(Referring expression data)

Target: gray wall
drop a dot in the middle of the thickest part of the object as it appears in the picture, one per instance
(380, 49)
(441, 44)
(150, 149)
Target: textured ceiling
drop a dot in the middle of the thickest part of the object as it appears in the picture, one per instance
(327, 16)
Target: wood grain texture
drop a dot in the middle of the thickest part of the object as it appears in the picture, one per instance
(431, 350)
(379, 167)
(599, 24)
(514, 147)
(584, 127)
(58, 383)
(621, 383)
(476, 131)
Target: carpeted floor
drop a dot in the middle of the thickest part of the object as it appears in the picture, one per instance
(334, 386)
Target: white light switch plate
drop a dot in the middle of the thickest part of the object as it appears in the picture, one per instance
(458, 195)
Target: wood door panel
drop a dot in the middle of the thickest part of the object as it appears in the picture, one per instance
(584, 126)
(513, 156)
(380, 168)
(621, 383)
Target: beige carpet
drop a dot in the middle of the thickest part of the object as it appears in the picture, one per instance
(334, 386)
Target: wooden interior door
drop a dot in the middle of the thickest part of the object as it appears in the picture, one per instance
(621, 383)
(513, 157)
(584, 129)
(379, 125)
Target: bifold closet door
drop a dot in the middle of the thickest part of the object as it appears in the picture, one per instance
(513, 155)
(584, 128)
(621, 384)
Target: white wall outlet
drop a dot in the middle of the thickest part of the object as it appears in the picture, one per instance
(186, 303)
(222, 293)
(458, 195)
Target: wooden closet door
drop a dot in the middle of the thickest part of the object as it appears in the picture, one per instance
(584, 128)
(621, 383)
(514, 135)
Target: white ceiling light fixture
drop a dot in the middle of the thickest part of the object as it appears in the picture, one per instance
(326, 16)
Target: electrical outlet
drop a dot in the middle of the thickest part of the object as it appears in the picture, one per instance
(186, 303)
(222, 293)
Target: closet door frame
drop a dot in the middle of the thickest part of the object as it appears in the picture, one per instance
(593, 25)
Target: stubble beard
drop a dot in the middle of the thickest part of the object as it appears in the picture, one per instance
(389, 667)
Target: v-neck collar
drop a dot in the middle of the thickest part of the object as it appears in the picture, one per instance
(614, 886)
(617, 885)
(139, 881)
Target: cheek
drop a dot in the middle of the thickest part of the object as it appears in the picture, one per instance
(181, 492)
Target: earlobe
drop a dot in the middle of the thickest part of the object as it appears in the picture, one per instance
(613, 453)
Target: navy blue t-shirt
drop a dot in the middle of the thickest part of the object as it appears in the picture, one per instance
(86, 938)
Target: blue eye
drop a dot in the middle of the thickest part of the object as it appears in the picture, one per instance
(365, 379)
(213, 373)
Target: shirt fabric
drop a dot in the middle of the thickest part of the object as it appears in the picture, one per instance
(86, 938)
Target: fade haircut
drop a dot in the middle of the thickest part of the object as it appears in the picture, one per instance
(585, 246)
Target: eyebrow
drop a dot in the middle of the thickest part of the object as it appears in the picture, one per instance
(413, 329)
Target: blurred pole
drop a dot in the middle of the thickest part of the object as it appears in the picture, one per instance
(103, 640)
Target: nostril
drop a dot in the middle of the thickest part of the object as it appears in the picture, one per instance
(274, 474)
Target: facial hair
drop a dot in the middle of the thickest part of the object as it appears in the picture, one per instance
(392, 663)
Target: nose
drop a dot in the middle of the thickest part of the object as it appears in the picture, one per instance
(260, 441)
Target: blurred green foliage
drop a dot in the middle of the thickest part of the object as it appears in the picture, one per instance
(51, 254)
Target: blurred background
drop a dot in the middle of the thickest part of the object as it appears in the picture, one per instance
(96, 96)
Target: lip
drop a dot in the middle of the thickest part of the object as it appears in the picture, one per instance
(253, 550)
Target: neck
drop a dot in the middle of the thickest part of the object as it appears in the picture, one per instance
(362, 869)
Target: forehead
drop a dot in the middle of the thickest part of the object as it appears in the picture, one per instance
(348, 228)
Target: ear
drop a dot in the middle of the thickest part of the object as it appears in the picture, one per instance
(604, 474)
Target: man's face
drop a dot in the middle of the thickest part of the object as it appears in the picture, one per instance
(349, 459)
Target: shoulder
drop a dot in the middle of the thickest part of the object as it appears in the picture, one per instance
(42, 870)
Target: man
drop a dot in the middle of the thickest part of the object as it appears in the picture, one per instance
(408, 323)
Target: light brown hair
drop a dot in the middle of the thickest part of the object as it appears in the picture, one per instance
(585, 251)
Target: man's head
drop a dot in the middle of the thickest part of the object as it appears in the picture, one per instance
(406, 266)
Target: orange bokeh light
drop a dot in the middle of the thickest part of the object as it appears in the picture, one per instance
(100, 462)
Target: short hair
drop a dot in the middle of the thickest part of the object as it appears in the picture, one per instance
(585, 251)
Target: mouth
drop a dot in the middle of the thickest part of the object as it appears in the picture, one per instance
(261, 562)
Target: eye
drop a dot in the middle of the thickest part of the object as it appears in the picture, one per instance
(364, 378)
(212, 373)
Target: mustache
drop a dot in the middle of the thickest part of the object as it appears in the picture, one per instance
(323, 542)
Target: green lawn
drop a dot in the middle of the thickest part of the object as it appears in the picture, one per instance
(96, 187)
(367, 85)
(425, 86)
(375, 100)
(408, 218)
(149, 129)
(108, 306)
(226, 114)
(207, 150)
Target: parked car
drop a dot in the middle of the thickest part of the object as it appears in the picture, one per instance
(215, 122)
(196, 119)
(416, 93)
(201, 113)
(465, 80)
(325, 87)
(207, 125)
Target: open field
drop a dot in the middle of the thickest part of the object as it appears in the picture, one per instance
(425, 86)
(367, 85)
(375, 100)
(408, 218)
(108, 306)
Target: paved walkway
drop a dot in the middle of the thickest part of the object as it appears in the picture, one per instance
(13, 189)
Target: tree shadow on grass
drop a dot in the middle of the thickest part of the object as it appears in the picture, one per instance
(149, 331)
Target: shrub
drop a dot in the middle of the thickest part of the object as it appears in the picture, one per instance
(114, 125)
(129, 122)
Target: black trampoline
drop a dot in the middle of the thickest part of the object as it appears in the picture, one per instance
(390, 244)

◆ **TASK INSTRUCTIONS**: Down to the last line, reproduce the entries above precisely.

◆ **COMPLETED EXERCISE**:
Target: gray wall
drop a dot in the middle of the thickest part of the object as it appears in the picture, one per instance
(380, 49)
(441, 44)
(150, 149)
Target: textured ceiling
drop a dot in the middle of the thickest part of the object as it appears in the picture, one per instance
(327, 16)
Target: wood grain texture
drop a dot in the middle of the thickest part of the object as it appears in the picture, one per instance
(431, 350)
(379, 167)
(599, 24)
(514, 147)
(584, 127)
(58, 383)
(621, 383)
(476, 131)
Target: carpeted floor
drop a dot in the middle of the thickest part of the object as it appears in the picture, one per instance
(334, 386)
Target: white light switch plate
drop a dot in the middle of the thickest part of the object as it appears in the picture, one per instance
(458, 195)
Target: wood door panel
drop a dot in the middle of the thickest part of the object as it appears in the picture, one per instance
(584, 126)
(513, 156)
(380, 168)
(621, 383)
Target: beige carpet
drop a dot in the middle of the thickest part of the object as it appears in the picture, one per instance
(334, 386)
Target: wooden interior door
drop a dot in the middle of the thickest part of the object as it appears in the picture, one per instance
(621, 383)
(513, 157)
(584, 129)
(379, 125)
Target: bifold closet door
drop a dot in the middle of the thickest part of the object as it appears in the picture, one per instance
(513, 155)
(584, 128)
(621, 384)
Target: white wall outlet
drop a dot in the middle of the thickest part of the object as it appears in the picture, one per instance
(186, 303)
(222, 293)
(458, 195)
Target: wooden closet door
drop a dot in the middle of the thickest part of the object as it appears in the picture, one per instance
(584, 128)
(621, 383)
(514, 135)
Target: white ceiling light fixture
drop a dot in the middle of the thickest part of the object as it appears in the picture, one per instance
(326, 16)
Target: electrical outlet
drop a dot in the middle of the thickest part of the object as it appears in the picture, one per instance
(186, 303)
(222, 293)
Target: closet door frame
drop a dot in the middle of the thickest part of the object as it appears in the picture, one per instance
(593, 25)
Target: stubble beard
drop a dot in the middle of the thickest part of the object as it appears in the picture, one per instance
(389, 667)
Target: v-neck collar
drop a dot in the middle of the thickest part of the object as it appears in the picture, one per instance
(614, 886)
(617, 885)
(139, 881)
Target: cheek
drop a dot in the middle of the thickest part of the object as it appears in the picture, one per instance
(181, 492)
Target: earlobe
drop a dot in the middle of the thickest part of the object as it appears in the picture, one per instance
(613, 453)
Target: navy blue t-shirt
drop a dot in the middle of the thickest part of the object as it appears in the picture, one per instance
(86, 938)
Target: blue eye
drop a dot in the middle of the thickest part of the object as it appears in the picture, one per instance
(365, 379)
(213, 373)
Target: shirt fabric
drop a dot in the middle of the thickest part of the object as it appears in the picture, one per instance
(86, 938)
Target: fade haircut
drop a dot in the middle of the thickest part of the object as it appears in the picture, one per instance
(585, 246)
Target: eyebrow
drop a dot in the middle of the thickest part of the object as it appears in the picture, one per instance
(413, 329)
Target: blurred pole
drop a dot in the middle of the thickest part of the object as it appears in the picture, one per instance
(103, 640)
Target: nostril
drop a dot in the middle of the thickest part of the object as it appears in the picture, one per instance
(274, 474)
Target: facial hair
drop a dot in the middle of the thickest part of the object as it appears in the picture, one per instance
(392, 663)
Target: nose
drop a dot in the middle of the thickest part of the object as it appears in the picture, one per instance
(260, 441)
Target: blurred green foliage
drop a dot in the middle of the thickest part of the object as it appears in the picture, one per instance
(51, 254)
Target: blurred background
drop a dot in the middle of the thickest part of the object as it appears in the picture, one per instance
(96, 96)
Target: lip
drop a dot in the middle of the thickest part of the object as it appears in the picture, one per instance
(253, 550)
Target: neck
drop a dot in the middle of the thickest part of the object as it appears in the picture, one per instance
(362, 869)
Target: forehead
drop a dot in the middle of the thickest part of the object as it appears in the picture, one per instance
(348, 228)
Target: ear
drop a dot in the middle of the thickest part of the object as it appears in the picture, one per instance
(604, 474)
Target: man's face
drop a dot in the middle of the thickest part of the object as it appears in the picture, one per instance
(349, 459)
Target: shoulder
drop a dot in the middle of the thickest part of the object as it appears in the picture, one per instance
(42, 870)
Target: man
drop a dot in the middle of the thickest part of the object as it appears in the picture, one per instance
(408, 323)
Target: light brown hair
drop a dot in the middle of the thickest part of the object as it appears in the picture, one per instance
(585, 251)
Target: man's head
drop a dot in the middle of the thickest part of the object as it appears in the picture, one per instance
(406, 266)
Target: orange bokeh light
drop a dot in the middle of the thickest part of the object as it appears in the picture, one per instance
(100, 462)
Target: short hair
drop a dot in the middle of the thickest part of the object as it appears in the picture, one per instance
(585, 251)
Target: mouth
drop a dot in the middle of the thickest part of the object as it appears in the picture, one per instance
(261, 562)
Target: eye
drop a dot in the middle of the thickest part of the object as it appears in the picture, one per instance
(364, 378)
(212, 373)
Target: mustache
drop a dot in the middle of the thickest part of the object as it appears in the picture, one per instance
(323, 542)
Target: green lawn
drop a dot in the middle of the thickest part of the object as it appears in the picture, one per instance
(96, 187)
(367, 85)
(425, 86)
(375, 100)
(408, 218)
(149, 129)
(108, 306)
(226, 114)
(207, 150)
Target: parked car
drop a dot in the middle of the thickest part of the object as it appears in the picture, one per instance
(215, 122)
(196, 119)
(416, 93)
(201, 113)
(465, 80)
(325, 87)
(207, 125)
Target: open field
drop a dot in the middle of the thickest part of the object as it appears in the picture, one per instance
(425, 86)
(367, 85)
(375, 100)
(408, 218)
(108, 306)
Target: paved walkway
drop a dot in the middle of the thickest part of the object as it appears in the picture, one per instance
(13, 189)
Target: tree shadow on grass
drop a dot in the middle of the thickest part of the object as it appears in the picture, one per instance
(149, 331)
Target: shrub
drop a dot in the middle of the thickest part of the object as it appears in the picture, one per instance
(114, 125)
(129, 122)
Target: black trampoline
drop a dot in the middle of the thickest part of the object as it appears in the picture, one per instance
(390, 244)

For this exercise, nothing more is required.